* [WRITTEN EXERCISE] Repeat the records exactly. Every line must match.

[Dataset rows]
※

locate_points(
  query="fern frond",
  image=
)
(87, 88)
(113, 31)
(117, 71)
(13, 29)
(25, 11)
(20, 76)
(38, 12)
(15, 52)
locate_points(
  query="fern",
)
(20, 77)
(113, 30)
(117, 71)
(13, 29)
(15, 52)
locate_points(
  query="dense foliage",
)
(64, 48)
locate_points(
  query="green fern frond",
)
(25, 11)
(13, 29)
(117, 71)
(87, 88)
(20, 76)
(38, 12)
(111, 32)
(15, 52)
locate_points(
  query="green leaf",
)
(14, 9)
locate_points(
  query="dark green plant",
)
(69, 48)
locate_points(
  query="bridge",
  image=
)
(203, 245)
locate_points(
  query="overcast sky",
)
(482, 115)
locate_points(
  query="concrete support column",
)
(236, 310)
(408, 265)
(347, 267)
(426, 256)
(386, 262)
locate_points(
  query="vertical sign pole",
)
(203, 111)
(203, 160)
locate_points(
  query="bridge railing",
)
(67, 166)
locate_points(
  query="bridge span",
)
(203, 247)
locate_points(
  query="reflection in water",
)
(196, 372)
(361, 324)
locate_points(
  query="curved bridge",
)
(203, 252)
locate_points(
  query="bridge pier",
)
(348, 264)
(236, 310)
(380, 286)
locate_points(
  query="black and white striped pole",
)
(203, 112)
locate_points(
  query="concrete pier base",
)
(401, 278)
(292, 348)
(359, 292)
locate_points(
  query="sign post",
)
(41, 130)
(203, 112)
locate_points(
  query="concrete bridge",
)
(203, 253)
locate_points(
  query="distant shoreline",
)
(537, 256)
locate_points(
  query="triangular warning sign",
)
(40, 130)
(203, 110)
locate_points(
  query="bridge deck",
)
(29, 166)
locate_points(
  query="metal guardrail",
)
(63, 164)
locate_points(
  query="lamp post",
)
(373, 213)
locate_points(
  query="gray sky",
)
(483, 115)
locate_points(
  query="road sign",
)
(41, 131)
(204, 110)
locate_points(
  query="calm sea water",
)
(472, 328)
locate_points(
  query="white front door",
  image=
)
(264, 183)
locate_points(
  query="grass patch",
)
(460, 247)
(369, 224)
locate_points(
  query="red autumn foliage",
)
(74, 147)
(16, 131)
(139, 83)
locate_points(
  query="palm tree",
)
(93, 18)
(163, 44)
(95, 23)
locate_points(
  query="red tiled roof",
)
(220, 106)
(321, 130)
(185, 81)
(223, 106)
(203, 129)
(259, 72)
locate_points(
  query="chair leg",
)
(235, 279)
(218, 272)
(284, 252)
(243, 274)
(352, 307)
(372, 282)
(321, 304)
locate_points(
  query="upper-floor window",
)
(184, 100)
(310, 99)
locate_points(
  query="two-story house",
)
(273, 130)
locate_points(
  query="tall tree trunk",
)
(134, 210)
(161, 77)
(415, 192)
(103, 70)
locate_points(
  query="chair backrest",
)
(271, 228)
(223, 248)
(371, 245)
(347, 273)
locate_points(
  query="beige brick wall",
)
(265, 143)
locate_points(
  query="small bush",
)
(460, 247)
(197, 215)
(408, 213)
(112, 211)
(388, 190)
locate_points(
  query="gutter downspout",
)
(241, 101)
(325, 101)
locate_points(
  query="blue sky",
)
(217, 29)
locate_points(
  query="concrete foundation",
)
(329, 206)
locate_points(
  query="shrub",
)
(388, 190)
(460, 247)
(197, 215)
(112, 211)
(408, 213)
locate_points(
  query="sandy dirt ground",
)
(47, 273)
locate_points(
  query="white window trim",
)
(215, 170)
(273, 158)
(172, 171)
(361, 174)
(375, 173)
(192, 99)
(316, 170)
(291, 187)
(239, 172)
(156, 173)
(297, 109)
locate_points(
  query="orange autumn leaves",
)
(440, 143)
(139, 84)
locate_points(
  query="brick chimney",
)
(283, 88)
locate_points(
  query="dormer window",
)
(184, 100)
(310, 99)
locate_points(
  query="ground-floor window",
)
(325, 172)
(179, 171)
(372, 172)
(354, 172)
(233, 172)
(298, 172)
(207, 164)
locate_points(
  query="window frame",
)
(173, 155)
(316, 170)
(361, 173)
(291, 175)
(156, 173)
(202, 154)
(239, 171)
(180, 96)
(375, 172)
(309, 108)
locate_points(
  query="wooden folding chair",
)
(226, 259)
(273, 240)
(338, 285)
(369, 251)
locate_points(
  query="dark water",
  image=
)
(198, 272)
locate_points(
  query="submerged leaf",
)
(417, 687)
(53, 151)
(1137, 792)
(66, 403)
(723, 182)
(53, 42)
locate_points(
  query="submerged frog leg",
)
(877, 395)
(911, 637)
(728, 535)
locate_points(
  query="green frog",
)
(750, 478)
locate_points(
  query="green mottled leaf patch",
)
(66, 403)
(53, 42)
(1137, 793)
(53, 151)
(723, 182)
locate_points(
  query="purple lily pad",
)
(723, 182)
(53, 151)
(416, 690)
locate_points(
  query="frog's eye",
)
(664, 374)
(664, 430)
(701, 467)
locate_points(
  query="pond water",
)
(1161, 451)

※

* [SOLUTION TO THIS TASK]
locate_points(
  query="fern frond",
  image=
)
(87, 88)
(113, 31)
(117, 71)
(13, 29)
(25, 11)
(20, 76)
(38, 12)
(15, 52)
locate_points(
  query="fern",
)
(20, 77)
(113, 30)
(117, 71)
(13, 29)
(15, 52)
locate_points(
  query="dense foliage",
)
(64, 48)
locate_points(
  query="green fern frond",
)
(25, 11)
(13, 29)
(117, 71)
(87, 88)
(20, 76)
(38, 12)
(111, 32)
(15, 52)
locate_points(
  query="green leaf",
)
(14, 9)
locate_points(
  query="dark green plant",
)
(69, 48)
locate_points(
  query="bridge",
  image=
)
(203, 245)
locate_points(
  query="overcast sky",
)
(482, 115)
locate_points(
  query="concrete support column",
)
(236, 310)
(408, 265)
(347, 267)
(426, 256)
(386, 262)
locate_points(
  query="vertical sign pole",
)
(203, 111)
(203, 160)
locate_points(
  query="bridge railing",
)
(67, 166)
locate_points(
  query="bridge span",
)
(203, 247)
locate_points(
  query="reflection in water",
)
(196, 372)
(361, 324)
locate_points(
  query="curved bridge",
)
(203, 252)
locate_points(
  query="bridge pier",
)
(348, 264)
(236, 310)
(380, 286)
locate_points(
  query="black and white striped pole",
)
(203, 112)
locate_points(
  query="concrete pier base",
)
(401, 278)
(292, 348)
(359, 292)
locate_points(
  query="sign post",
)
(41, 130)
(203, 112)
locate_points(
  query="concrete bridge",
)
(203, 253)
locate_points(
  query="distant shoreline",
)
(537, 256)
locate_points(
  query="triangular warning sign",
)
(40, 130)
(203, 110)
locate_points(
  query="bridge deck",
)
(29, 166)
locate_points(
  query="metal guardrail",
)
(63, 164)
locate_points(
  query="lamp post",
)
(373, 213)
locate_points(
  query="gray sky",
)
(483, 115)
locate_points(
  query="road sign",
)
(41, 131)
(204, 110)
locate_points(
  query="calm sea water",
)
(472, 328)
locate_points(
  query="white front door",
  image=
)
(264, 183)
locate_points(
  query="grass patch",
)
(460, 247)
(369, 224)
locate_points(
  query="red autumn foliage",
)
(74, 147)
(16, 131)
(139, 83)
locate_points(
  query="palm tree",
)
(93, 18)
(163, 44)
(95, 23)
locate_points(
  query="red tiled roof",
)
(220, 106)
(321, 130)
(185, 81)
(223, 106)
(203, 129)
(259, 72)
locate_points(
  query="chair leg",
)
(235, 279)
(218, 272)
(284, 252)
(243, 274)
(352, 307)
(372, 282)
(321, 304)
locate_points(
  query="upper-floor window",
)
(184, 100)
(310, 99)
locate_points(
  query="two-story house",
)
(273, 130)
locate_points(
  query="tall tree trunk",
)
(134, 210)
(161, 77)
(415, 192)
(103, 70)
locate_points(
  query="chair backrest",
)
(271, 228)
(223, 248)
(371, 245)
(347, 273)
locate_points(
  query="beige brick wall",
)
(265, 143)
locate_points(
  query="small bush",
)
(460, 247)
(197, 215)
(408, 213)
(112, 211)
(388, 190)
locate_points(
  query="gutter downspout",
)
(241, 101)
(325, 101)
locate_points(
  query="blue sky",
)
(217, 29)
locate_points(
  query="concrete foundation",
)
(329, 206)
locate_points(
  query="shrub",
)
(388, 190)
(460, 247)
(197, 215)
(112, 211)
(408, 213)
locate_points(
  query="sandy dirt ground",
)
(47, 273)
locate_points(
  query="white window trim",
)
(215, 170)
(273, 158)
(172, 171)
(361, 174)
(375, 173)
(192, 99)
(316, 170)
(291, 187)
(239, 172)
(156, 173)
(297, 109)
locate_points(
  query="orange autumn leaves",
)
(440, 143)
(139, 84)
locate_points(
  query="brick chimney",
)
(283, 88)
locate_points(
  query="dormer window",
)
(184, 100)
(310, 99)
locate_points(
  query="ground-floor window",
)
(325, 172)
(179, 171)
(372, 172)
(354, 172)
(233, 172)
(298, 172)
(207, 164)
locate_points(
  query="window frame",
)
(173, 155)
(316, 170)
(361, 173)
(291, 175)
(156, 173)
(202, 154)
(239, 171)
(180, 96)
(375, 172)
(309, 108)
locate_points(
  query="wooden folding chair",
)
(226, 259)
(273, 240)
(338, 285)
(369, 251)
locate_points(
  query="dark water",
  image=
)
(198, 272)
locate_points(
  query="submerged leaf",
)
(417, 687)
(53, 151)
(1137, 792)
(66, 403)
(723, 182)
(53, 42)
locate_points(
  query="submerged frog leg",
)
(877, 395)
(911, 637)
(728, 535)
locate_points(
  query="green frog",
)
(750, 478)
locate_points(
  query="green mottled leaf patch",
)
(66, 403)
(53, 42)
(1137, 793)
(53, 151)
(723, 182)
locate_points(
  query="purple lily pad",
)
(723, 182)
(53, 151)
(416, 690)
locate_points(
  query="frog's eye",
)
(664, 374)
(664, 430)
(701, 467)
locate_points(
  query="pond water",
)
(1161, 451)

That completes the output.